Objective: Render the entries as a numbered list, from the line containing "Target: knife handle" through the end of the entries, both included. Skip blank lines and leave the pictures out.
= = = = = = =
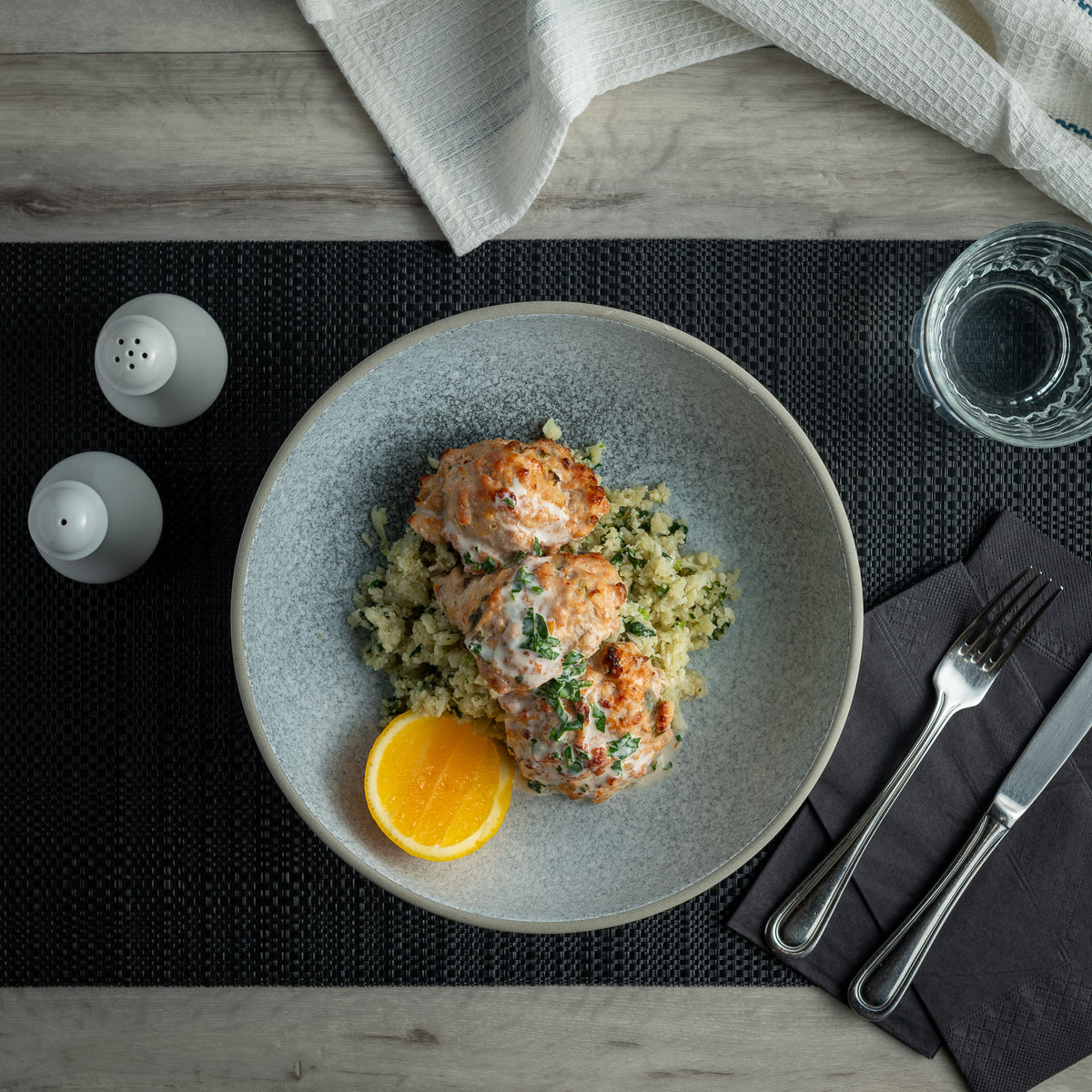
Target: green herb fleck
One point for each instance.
(539, 640)
(524, 579)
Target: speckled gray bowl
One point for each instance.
(746, 480)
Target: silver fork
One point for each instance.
(961, 681)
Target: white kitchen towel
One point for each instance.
(474, 97)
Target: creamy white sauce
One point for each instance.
(507, 652)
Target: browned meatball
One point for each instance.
(522, 621)
(594, 730)
(500, 500)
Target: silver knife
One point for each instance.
(883, 981)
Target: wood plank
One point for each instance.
(276, 146)
(154, 26)
(478, 1040)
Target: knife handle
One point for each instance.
(794, 928)
(880, 984)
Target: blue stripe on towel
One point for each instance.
(1074, 128)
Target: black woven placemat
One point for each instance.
(145, 842)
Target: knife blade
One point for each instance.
(880, 984)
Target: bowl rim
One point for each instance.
(753, 388)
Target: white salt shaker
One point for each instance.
(96, 517)
(161, 359)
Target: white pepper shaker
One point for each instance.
(96, 517)
(161, 359)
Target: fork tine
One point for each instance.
(986, 647)
(995, 663)
(973, 628)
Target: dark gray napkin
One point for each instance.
(1008, 983)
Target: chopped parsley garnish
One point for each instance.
(568, 686)
(524, 579)
(629, 555)
(539, 640)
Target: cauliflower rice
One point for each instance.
(676, 604)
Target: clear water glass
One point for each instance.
(1003, 344)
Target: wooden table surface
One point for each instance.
(227, 119)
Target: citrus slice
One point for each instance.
(436, 787)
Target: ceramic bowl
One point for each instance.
(669, 409)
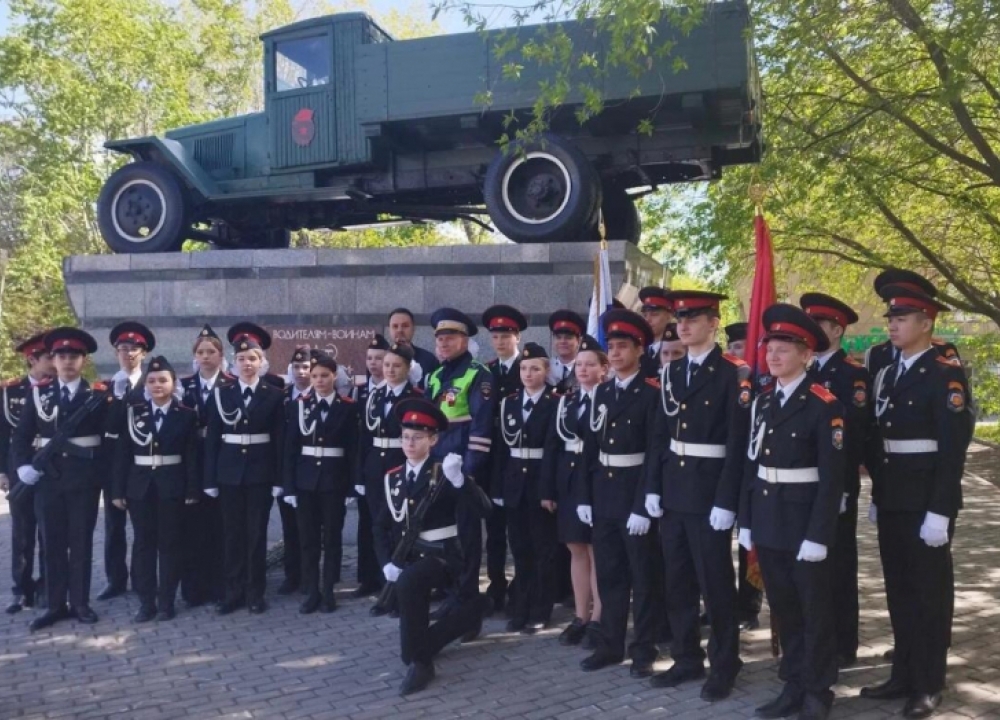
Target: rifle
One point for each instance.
= = = = = = =
The response:
1. Target: knife handle
2. One point for each instance.
3. (794, 928)
4. (880, 984)
5. Target: blue stripe on towel
6. One point for each instance.
7. (1074, 128)
8. Target: black woven placemat
9. One point for each instance.
10. (145, 842)
11. Target: knife blade
12. One point for each instance.
13. (880, 984)
14. Target: bowl rim
15. One point for each instance.
16. (753, 388)
17. Target: white salt shaker
18. One point for each instance.
19. (96, 517)
20. (161, 359)
21. Target: white pepper shaker
22. One point for each instance.
23. (96, 517)
24. (161, 359)
25. Target: fork tine
26. One point for each instance.
27. (986, 647)
28. (995, 663)
29. (973, 628)
30. Target: dark gray napkin
31. One point for each instance.
32. (1008, 983)
33. Target: chopped parsley garnish
34. One point for each instance.
35. (568, 686)
36. (524, 579)
37. (629, 555)
38. (539, 640)
39. Target: cauliflower rice
40. One point for each instance.
41. (676, 604)
42. Target: clear water glass
43. One point for each instance.
44. (1003, 344)
45. Target: wooden table surface
46. One point for each instance.
47. (227, 119)
48. Target: citrus slice
49. One point for each instance.
50. (436, 787)
51. Target: ceramic bowl
52. One point for each instance.
53. (669, 409)
54. Target: rifle
55. One point for each instance.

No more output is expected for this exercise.